▶ **Text excerpt**
AP - A 15-year-old boy shot by police while brandishing a toy gun in a middle school bathroom is clinically brain dead but being kept alive to harvest his organs, his family's lawyer said.
Christopher Penley is expected to die on Saturday night (Sunday AEST), said family lawyer Mark Nation.
"His organs are in the process of being harvested," Nation told reporters outside a hospital.
Earlier, Kelly Swofford, a family spokeswoman and neighbour of the boy's parents Ralph and Donna Penley, had said the boy had died and that the family was "devastated".
Penley, of Winter Springs, Florida, was accused of pulling the pellet gun in a classroom on Friday and pointing it at other students before forcing one into a closet, then leading deputies and members of a police elite unit on a chase which ended in a school bathroom.
When he raised the gun at a deputy, a police elite unit member shot him, authorities said.
Officers who had responded to the 1,100-student school in suburban Orlando, Florida, believed the gun was a Beretta 9mm, and did not learn until after the shooting that it was a pellet gun.
On Friday night police said that the boy was on "advanced life support". The hospital has refused to release any information.
"Everybody in the whole neighbourhood is really upset," Paul Cavallini, who lives across the street from the Penleys, said.
"He was a quiet kid - polite and everything. He was just a normal teenager."
However, friends and investigators say he was also bullied and emotionally distraught, and went to school that day expecting to die.

▶ **Task instructions**
1. In the news report, what gun did the officers believe the boy was holding?
2. Write the next part of the news report on the school shooting, starting after its last sentence.
The lines placed after this news report come from a separate source.

▶ **Entries provided**

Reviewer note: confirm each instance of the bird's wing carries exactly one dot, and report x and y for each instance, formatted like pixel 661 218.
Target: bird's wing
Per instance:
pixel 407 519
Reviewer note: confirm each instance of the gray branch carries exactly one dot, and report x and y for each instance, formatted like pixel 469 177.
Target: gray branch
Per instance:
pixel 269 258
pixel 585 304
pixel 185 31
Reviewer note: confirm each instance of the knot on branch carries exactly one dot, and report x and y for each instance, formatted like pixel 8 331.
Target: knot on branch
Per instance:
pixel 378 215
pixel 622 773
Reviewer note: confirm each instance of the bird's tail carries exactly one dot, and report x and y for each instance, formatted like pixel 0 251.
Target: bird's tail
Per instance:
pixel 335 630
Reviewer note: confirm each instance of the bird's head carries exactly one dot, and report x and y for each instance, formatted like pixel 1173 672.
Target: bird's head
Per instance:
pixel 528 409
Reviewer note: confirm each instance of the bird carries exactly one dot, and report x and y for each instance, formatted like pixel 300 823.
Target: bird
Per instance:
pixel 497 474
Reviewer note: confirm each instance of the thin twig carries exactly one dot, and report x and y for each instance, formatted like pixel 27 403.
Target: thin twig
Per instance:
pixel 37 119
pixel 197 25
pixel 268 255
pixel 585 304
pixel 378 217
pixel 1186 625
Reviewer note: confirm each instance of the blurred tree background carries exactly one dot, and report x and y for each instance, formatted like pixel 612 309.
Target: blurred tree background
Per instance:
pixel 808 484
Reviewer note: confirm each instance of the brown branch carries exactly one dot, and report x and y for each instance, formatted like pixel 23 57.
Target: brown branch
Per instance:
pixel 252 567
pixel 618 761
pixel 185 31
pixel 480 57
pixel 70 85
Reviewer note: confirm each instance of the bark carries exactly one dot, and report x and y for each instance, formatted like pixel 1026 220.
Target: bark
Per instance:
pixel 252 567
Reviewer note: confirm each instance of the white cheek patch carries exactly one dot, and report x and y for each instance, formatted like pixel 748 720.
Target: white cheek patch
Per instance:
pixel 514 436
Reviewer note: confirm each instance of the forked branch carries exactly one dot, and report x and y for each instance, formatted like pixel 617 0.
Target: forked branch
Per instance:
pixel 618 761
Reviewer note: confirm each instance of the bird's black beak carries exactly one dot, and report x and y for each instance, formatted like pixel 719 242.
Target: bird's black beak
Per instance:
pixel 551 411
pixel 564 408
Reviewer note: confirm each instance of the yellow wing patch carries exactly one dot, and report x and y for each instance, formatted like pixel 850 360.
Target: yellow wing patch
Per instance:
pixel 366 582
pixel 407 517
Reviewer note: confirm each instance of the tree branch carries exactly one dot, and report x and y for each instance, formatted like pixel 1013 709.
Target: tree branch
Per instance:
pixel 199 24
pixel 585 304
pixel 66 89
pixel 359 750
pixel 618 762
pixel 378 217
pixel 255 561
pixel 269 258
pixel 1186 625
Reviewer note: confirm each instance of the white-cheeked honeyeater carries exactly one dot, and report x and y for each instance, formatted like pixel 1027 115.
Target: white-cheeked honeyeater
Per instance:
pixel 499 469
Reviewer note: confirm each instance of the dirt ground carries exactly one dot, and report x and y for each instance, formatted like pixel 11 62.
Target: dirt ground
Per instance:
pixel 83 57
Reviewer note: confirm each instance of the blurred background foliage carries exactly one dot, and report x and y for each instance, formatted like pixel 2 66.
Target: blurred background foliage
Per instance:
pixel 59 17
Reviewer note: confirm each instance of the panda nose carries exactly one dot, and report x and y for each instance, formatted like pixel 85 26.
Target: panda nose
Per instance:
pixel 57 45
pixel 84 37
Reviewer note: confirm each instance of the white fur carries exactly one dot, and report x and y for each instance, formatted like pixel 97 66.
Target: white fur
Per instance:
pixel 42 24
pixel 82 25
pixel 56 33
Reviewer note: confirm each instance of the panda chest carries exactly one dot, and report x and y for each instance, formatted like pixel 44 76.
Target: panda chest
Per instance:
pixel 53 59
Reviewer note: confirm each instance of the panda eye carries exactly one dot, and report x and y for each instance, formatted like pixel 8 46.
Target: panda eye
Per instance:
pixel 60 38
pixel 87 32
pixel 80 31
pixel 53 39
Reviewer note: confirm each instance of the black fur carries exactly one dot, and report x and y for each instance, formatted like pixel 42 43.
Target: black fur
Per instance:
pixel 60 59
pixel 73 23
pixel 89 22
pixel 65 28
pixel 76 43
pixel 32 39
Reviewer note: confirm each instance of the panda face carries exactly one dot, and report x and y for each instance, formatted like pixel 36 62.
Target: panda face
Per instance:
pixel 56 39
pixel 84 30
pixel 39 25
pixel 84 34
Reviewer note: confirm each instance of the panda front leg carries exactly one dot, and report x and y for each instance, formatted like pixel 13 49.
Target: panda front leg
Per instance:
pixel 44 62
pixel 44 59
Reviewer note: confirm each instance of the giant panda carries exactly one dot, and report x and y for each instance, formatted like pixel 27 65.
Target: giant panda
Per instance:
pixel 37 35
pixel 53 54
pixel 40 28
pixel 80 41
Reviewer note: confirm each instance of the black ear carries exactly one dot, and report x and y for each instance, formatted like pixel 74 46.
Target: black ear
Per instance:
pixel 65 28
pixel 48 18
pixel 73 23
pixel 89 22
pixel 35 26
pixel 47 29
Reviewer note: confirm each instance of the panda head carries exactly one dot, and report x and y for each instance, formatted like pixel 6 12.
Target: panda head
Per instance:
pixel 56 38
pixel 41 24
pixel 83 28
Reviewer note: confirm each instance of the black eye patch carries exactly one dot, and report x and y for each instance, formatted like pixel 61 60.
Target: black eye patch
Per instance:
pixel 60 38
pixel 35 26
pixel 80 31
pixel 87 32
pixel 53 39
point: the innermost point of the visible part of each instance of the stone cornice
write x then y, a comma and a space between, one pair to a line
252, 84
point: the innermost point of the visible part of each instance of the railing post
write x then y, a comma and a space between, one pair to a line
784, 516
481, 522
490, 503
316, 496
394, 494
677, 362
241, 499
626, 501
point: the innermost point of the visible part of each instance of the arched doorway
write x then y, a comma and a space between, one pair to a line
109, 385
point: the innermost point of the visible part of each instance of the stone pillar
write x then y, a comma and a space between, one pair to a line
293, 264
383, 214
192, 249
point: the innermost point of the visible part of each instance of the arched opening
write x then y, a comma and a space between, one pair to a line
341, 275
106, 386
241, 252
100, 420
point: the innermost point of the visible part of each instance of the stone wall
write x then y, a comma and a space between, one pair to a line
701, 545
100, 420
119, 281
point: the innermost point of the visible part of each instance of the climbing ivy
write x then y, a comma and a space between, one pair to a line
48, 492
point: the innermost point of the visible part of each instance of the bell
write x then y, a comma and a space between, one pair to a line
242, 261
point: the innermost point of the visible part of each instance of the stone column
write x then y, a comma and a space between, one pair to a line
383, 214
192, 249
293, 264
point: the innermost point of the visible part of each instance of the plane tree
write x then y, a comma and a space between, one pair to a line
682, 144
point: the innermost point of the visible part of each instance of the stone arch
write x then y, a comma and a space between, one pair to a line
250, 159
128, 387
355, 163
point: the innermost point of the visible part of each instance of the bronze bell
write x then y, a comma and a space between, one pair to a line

▶ **Solved problems**
1. A Beretta 9mm.

2.
Patrick Lafferty, a 15-year-old neighbour who has known Penley about six years, said he was not surprised by what happened. He said Penley was a loner who "told me he wanted to kill himself dozens of times".
"He would put his headphones on and walk up and down the street and he would work out a lot," preferring to keep to himself, Lafferty said.
Swofford said the boy had run away from home several times. Her 11-year-old son, Jeffery Swofford, said Penley had said he had something planned.
"He said: 'I hope I die today because I don't really like my life,'" Jeffery Swofford said.
At a news conference following the shooting at suburban Orlando's Milwee Middle School, authorities put the toy gun side-by-side with a Beretta. It appeared to have black paint covering the red or pink markings on the muzzle that may have indicated to officers that it was a nonlethal weapon.
"As you can see, it doesn't take a professional to see how close this looks to the real thing. I would not be able to tell the difference," said Joyce Dawley, the Florida Department of Law Enforcement special agent in charge of the investigation.